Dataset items

────────

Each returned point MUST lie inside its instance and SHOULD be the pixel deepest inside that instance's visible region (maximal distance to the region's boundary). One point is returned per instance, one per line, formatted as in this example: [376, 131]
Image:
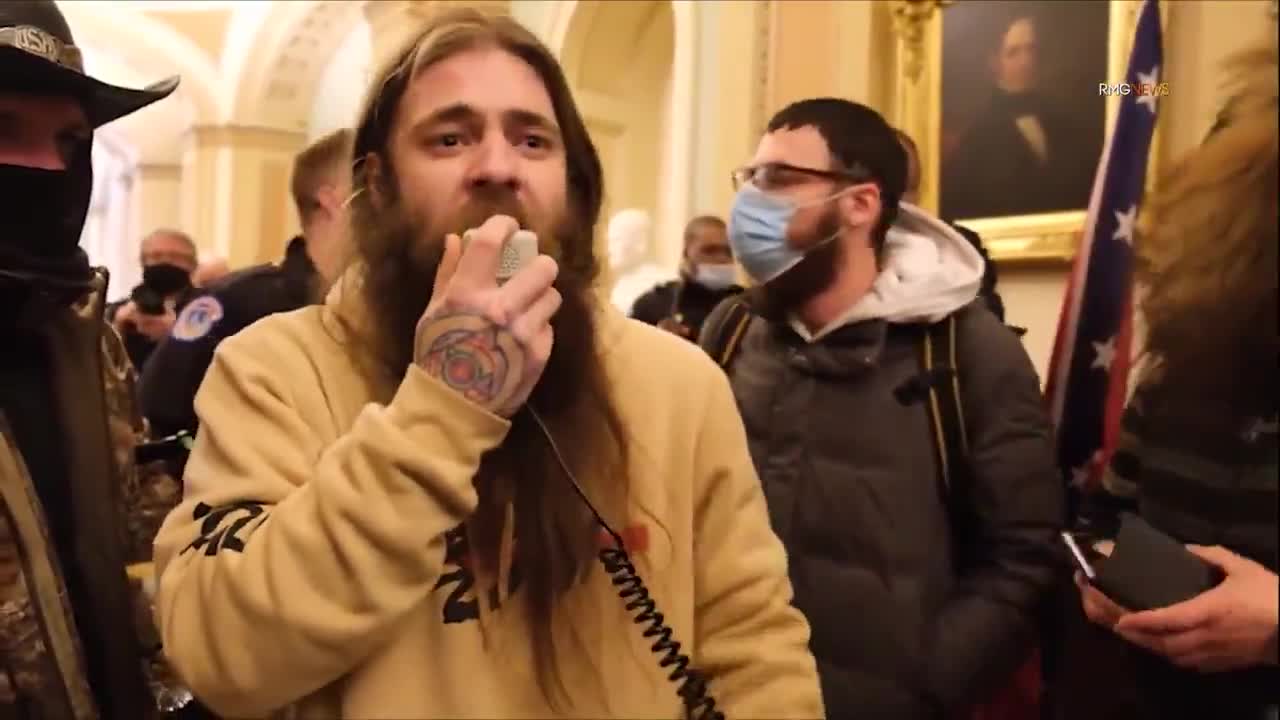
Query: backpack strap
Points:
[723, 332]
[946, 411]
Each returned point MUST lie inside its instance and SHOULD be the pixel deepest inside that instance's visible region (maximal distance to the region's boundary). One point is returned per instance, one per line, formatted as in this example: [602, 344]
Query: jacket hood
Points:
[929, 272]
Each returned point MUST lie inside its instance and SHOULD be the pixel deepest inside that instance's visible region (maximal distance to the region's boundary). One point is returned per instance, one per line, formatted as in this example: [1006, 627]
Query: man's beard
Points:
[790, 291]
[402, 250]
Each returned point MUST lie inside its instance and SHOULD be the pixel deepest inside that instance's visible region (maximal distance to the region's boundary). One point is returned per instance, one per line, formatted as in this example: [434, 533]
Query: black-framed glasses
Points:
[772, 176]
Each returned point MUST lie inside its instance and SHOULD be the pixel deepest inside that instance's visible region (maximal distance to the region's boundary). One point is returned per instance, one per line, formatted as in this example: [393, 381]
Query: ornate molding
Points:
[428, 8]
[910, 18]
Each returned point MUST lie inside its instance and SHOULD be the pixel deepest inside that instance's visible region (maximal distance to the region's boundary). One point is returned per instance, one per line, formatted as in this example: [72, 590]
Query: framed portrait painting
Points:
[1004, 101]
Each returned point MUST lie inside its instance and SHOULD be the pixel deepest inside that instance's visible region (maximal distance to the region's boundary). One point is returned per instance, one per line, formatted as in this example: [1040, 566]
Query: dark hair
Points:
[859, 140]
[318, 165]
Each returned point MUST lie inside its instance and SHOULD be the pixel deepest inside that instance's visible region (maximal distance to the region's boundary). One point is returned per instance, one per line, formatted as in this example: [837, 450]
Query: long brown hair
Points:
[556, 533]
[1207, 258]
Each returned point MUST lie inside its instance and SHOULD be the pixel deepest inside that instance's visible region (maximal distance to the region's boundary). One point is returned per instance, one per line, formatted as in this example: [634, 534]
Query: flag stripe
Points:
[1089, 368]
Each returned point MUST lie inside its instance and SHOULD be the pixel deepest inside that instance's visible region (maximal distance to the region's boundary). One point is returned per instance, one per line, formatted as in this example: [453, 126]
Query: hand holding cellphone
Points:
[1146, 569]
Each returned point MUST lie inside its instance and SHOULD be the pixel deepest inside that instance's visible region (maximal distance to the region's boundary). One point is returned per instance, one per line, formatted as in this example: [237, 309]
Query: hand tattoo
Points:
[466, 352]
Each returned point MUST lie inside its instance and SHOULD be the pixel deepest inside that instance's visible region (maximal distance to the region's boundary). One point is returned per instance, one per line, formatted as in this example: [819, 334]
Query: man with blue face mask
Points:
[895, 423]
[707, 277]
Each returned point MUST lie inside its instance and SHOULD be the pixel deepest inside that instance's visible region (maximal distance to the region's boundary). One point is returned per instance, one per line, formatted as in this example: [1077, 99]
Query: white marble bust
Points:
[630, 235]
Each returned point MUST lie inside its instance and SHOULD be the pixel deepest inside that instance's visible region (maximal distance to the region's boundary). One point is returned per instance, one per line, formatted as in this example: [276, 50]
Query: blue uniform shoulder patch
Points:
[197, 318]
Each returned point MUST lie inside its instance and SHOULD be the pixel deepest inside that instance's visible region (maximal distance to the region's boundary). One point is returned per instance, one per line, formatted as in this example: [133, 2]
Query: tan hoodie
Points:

────────

[INSTRUCTIONS TO FOLLOW]:
Give the dataset items above as a numbered list, one line per number, leaving out blank lines and any pictures.

[CORRECT RESULT]:
1. Each returned point MUST lie inside its instance and SHOULD be the pixel deepest inside that instance's visible region (maximal distance to the region's boundary). One point is returned per instance, one per line, formatted as in this example: [376, 131]
2. Image:
3. Query: backpack strap
4. Points:
5. [723, 332]
6. [946, 411]
7. Each returned point MUST lie inside its instance and SHOULD be the pixel deepest inside that instance's visible region (maximal distance to the region's boundary). One point is returned per instance, one per line, formatted as in this example: [602, 344]
8. Query: jacket hood
9. Points:
10. [929, 272]
11. Each returned point MUST lie inside its instance and SHOULD be the pixel deepest inside that instance's visible region (maximal distance to the region's boundary). One point is returned per instance, one per line, formatted as in this example: [1006, 627]
12. Query: man's beard
13. Points:
14. [790, 291]
15. [402, 250]
16. Each returned point MUST lie inside its instance and SHOULD be the pixel deepest inside that instance's visible region (maximal distance to the region's boundary). One point is returned per instance, one per line, formatted as in this example: [434, 533]
17. Query: black-framed glasses
18. Points:
19. [772, 176]
20. Each returned point MUST lie inside its instance and SHOULD be the pixel deepest inside that instance's visible region (maximal distance to the region's boundary). One point is returned per instance, one per line, formatted as in this example: [393, 381]
21. Query: ornate molding
22. Points:
23. [428, 8]
24. [910, 18]
25. Each returned point MUST lie inside its instance and SHOULD be the pixel deepest inside that instance's visible region (maximal distance to the region's boundary). One point is returned per instance, one per line, formatted as in this example: [72, 590]
26. Query: framed portrait painting
27. Points:
28. [1004, 101]
29. Each returned point MUST lie inside its instance and SHOULD be the pixel deepest inside that instance's visible region (maximal distance to the region's boundary). One point is returned per instance, one per line, formatted as in this example: [1040, 566]
30. Query: dark hair
31. Points:
32. [859, 140]
33. [318, 165]
34. Each returned point MUST lie inside its instance and SHOULD be the pixel deepest inside that instance's visible region (maximal distance to the region's boundary). One point is returned per instance, one per line, formatted as in this example: [837, 450]
35. Query: long brown hair
36. Points:
37. [556, 533]
38. [1207, 258]
39. Each returned point MUST lie inside its instance and SHOULD be the pixel deepest inside that instance's visible region (maximal distance to the region's boundary). One point is returned per instance, one per line, formatted as in this example: [634, 534]
40. Query: flag stripe
41. Points:
42. [1089, 368]
43. Each returned point MUST lie inside its instance and SHOULD be the pixel deepest inside that instance's visible region (maximal distance to the region's boundary). One point is returned per instance, one per line, formatted as in this example: [453, 126]
44. Query: hand holding cellphone
45. Points:
46. [1146, 569]
47. Each returned point MUST lie inside its instance and SHOULD be the pixel deepest inside that instance's visible region (maximal distance to the region's boundary). One point is returned per instance, one per line, formatted as in this example: [237, 309]
48. Query: hand tattoo
49. Points:
50. [466, 352]
51. Each returned point MUST lie inside its instance and SHOULD be the pixel deepest inside that instance's visible region (maximal distance to the region's boundary). One point is returned per instance, one per line, formatted as in this example: [819, 334]
52. Query: man with blue face mask
53. Points:
54. [895, 423]
55. [707, 277]
56. Each returned point MUST lie inside its instance and SHOULD be the pixel deepest inside that instance's visible region (maximal distance to the region's boundary). One point is returned per instance, one per line, formatted as in this example: [1077, 99]
57. Query: white marble bust
58. Points:
59. [630, 235]
60. Each returned point MUST lie inside its instance and SHOULD be the pixel deepest inside that instance's visible region (maximal distance to the region's boundary). One point is returned per instance, one per line, formatted as in this example: [276, 50]
61. Query: blue uniform shoulder patch
62. Points:
63. [197, 318]
64. Each returned point MUST lie inside its instance and SHOULD be the pixel deepest inside that instance's visible region (maximal distance to the region's boundary). One point is returned per instance, one per line, formatted as in this example: [133, 2]
65. Query: tan hoodie
66. Points:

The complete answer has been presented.